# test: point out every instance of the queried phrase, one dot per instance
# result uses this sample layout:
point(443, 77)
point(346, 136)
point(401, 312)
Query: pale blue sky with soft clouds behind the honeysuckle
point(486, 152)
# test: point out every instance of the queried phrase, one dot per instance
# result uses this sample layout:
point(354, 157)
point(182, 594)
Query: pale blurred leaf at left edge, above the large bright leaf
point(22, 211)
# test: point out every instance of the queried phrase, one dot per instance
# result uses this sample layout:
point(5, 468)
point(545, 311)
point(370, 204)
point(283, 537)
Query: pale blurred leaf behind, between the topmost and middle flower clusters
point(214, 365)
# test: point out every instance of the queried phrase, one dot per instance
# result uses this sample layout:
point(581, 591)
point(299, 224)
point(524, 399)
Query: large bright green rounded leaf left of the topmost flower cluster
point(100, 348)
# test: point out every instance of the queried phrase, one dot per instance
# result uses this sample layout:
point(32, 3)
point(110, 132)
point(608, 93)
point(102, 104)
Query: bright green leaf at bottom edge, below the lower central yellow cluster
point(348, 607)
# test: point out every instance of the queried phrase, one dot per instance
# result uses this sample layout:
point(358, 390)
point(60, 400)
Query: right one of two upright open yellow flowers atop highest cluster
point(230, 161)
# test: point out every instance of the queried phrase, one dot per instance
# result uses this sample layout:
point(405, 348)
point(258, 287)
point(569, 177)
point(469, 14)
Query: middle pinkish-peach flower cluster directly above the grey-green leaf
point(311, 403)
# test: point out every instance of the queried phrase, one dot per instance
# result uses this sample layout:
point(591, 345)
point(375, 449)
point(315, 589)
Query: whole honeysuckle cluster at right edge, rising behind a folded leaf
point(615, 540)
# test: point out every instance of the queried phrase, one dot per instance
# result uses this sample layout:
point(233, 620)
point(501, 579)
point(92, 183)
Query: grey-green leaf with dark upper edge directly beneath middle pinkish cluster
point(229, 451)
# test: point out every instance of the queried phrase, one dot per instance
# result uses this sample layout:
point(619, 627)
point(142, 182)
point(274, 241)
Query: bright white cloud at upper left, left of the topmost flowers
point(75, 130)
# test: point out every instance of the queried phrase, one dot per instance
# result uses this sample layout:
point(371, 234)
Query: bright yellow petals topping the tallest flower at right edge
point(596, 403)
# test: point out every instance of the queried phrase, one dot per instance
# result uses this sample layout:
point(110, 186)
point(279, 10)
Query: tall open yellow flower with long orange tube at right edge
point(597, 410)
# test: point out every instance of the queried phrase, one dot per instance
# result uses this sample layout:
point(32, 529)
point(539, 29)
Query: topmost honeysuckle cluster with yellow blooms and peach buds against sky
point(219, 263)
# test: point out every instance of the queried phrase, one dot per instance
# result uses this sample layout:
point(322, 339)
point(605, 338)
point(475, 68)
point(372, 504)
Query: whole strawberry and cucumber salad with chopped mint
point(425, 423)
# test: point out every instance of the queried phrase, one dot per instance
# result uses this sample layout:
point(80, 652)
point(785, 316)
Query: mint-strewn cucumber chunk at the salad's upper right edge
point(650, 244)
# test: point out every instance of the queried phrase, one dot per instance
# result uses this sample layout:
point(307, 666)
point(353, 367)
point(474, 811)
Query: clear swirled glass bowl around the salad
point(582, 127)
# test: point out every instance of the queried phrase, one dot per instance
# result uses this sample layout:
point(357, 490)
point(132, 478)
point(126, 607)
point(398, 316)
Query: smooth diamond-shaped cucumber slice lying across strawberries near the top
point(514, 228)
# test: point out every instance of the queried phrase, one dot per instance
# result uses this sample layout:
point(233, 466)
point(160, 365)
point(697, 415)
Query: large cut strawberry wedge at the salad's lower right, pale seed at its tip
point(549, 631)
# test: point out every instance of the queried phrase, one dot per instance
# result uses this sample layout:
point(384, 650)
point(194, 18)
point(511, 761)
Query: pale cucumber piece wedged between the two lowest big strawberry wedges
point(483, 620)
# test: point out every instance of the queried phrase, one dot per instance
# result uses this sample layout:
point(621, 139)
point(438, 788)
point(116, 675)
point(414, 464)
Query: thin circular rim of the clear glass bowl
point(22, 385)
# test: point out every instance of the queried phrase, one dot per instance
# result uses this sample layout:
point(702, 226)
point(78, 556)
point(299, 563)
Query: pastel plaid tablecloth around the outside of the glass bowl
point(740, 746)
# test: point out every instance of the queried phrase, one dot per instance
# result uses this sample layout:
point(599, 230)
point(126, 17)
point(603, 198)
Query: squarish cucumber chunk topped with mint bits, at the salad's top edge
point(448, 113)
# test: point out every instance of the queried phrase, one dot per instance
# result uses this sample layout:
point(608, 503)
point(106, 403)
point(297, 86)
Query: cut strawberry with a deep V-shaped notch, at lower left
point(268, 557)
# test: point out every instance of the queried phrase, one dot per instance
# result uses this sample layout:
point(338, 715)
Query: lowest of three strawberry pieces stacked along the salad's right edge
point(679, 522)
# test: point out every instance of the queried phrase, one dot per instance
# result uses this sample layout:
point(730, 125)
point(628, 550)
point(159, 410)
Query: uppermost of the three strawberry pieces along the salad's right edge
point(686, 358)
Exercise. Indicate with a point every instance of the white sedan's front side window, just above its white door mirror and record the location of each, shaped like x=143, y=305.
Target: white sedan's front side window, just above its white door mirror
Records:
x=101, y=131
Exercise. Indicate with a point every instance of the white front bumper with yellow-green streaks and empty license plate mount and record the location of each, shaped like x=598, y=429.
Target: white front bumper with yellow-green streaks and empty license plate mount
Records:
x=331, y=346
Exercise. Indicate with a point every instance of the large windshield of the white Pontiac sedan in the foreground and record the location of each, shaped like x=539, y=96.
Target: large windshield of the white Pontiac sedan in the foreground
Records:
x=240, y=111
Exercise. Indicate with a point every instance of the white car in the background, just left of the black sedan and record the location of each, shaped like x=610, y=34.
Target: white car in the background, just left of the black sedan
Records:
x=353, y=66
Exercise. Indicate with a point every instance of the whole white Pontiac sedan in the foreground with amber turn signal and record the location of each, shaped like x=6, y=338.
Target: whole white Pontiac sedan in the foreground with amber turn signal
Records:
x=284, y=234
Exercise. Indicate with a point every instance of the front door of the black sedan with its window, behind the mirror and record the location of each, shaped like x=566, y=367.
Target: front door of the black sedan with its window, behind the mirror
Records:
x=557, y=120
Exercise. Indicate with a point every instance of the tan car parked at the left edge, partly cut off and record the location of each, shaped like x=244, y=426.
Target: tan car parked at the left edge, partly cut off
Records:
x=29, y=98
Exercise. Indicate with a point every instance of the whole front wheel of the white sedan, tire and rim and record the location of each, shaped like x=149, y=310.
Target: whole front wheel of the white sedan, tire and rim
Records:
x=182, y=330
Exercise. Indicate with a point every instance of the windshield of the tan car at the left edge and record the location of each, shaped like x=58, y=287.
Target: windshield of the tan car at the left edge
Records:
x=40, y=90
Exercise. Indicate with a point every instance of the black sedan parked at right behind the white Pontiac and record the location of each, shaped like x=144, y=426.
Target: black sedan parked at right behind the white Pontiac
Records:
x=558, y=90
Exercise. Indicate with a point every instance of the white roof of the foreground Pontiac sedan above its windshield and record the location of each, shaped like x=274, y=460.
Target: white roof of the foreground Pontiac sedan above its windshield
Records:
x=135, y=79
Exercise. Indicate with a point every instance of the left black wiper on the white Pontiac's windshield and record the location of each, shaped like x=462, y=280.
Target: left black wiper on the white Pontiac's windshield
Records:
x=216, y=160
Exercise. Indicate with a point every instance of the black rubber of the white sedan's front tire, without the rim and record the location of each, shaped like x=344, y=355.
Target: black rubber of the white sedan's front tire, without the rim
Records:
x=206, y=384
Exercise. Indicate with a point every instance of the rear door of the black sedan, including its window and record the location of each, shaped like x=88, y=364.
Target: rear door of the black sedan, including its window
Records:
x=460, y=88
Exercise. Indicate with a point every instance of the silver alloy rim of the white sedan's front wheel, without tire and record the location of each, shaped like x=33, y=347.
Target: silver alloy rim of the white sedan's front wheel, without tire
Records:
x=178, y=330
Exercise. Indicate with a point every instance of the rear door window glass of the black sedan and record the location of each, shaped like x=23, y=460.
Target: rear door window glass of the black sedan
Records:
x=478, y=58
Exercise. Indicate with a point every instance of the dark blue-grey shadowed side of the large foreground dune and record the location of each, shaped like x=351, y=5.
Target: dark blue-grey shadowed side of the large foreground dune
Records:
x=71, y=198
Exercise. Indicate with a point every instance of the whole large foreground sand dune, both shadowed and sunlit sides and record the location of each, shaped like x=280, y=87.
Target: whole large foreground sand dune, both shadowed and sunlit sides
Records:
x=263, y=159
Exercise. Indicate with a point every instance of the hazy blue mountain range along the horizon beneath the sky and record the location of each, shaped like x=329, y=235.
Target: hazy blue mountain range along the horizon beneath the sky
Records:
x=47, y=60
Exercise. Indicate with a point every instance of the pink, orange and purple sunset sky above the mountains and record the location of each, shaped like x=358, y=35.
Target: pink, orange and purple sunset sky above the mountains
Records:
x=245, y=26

▶ _The problem_
The expected output is exactly the lines of the listing above between the line holding "Target: tan car" and the line holding "Target: rear door window", inclusive.

▶ _Response to the exercise_
Target: tan car parked at the left edge, partly cut off
Records:
x=29, y=98
Exercise. Indicate with a point every instance of the whole front wheel of the white sedan, tire and rim and record the location of each, shaped like x=149, y=310.
Target: whole front wheel of the white sedan, tire and rim
Records:
x=182, y=330
Exercise. Indicate with a point every instance of the windshield of the tan car at the left edge and record the location of each, shaped like x=58, y=287.
Target: windshield of the tan car at the left edge
Records:
x=40, y=90
Exercise. Indicate with a point every instance of the black sedan parked at right behind the white Pontiac and record the location of each, shaped like x=144, y=426.
Target: black sedan parked at right behind the white Pontiac
Records:
x=558, y=90
Exercise. Indicate with a point every instance of the white roof of the foreground Pontiac sedan above its windshield and record the location of each, shaped like x=274, y=460.
Target: white roof of the foreground Pontiac sedan above its windshield
Records:
x=135, y=79
Exercise. Indicate with a point every instance of the left black wiper on the white Pontiac's windshield and record the location of each, shaped like x=462, y=280.
Target: left black wiper on the white Pontiac's windshield
Records:
x=216, y=160
Exercise. Indicate with a point every instance of the black rubber of the white sedan's front tire, without the rim and record the location of each, shaped like x=344, y=355.
Target: black rubber of the white sedan's front tire, without the rim
Records:
x=206, y=384
Exercise. Indicate with a point every instance of the rear door of the black sedan, including its window and record the location of each, shaped like x=88, y=364.
Target: rear door of the black sedan, including its window
Records:
x=460, y=88
Exercise. Indicate with a point every instance of the silver alloy rim of the white sedan's front wheel, without tire and record the location of each, shaped like x=33, y=347.
Target: silver alloy rim of the white sedan's front wheel, without tire
Records:
x=178, y=330
Exercise. Indicate with a point every instance of the rear door window glass of the black sedan and record the location of each, shaped like x=23, y=460.
Target: rear door window glass of the black sedan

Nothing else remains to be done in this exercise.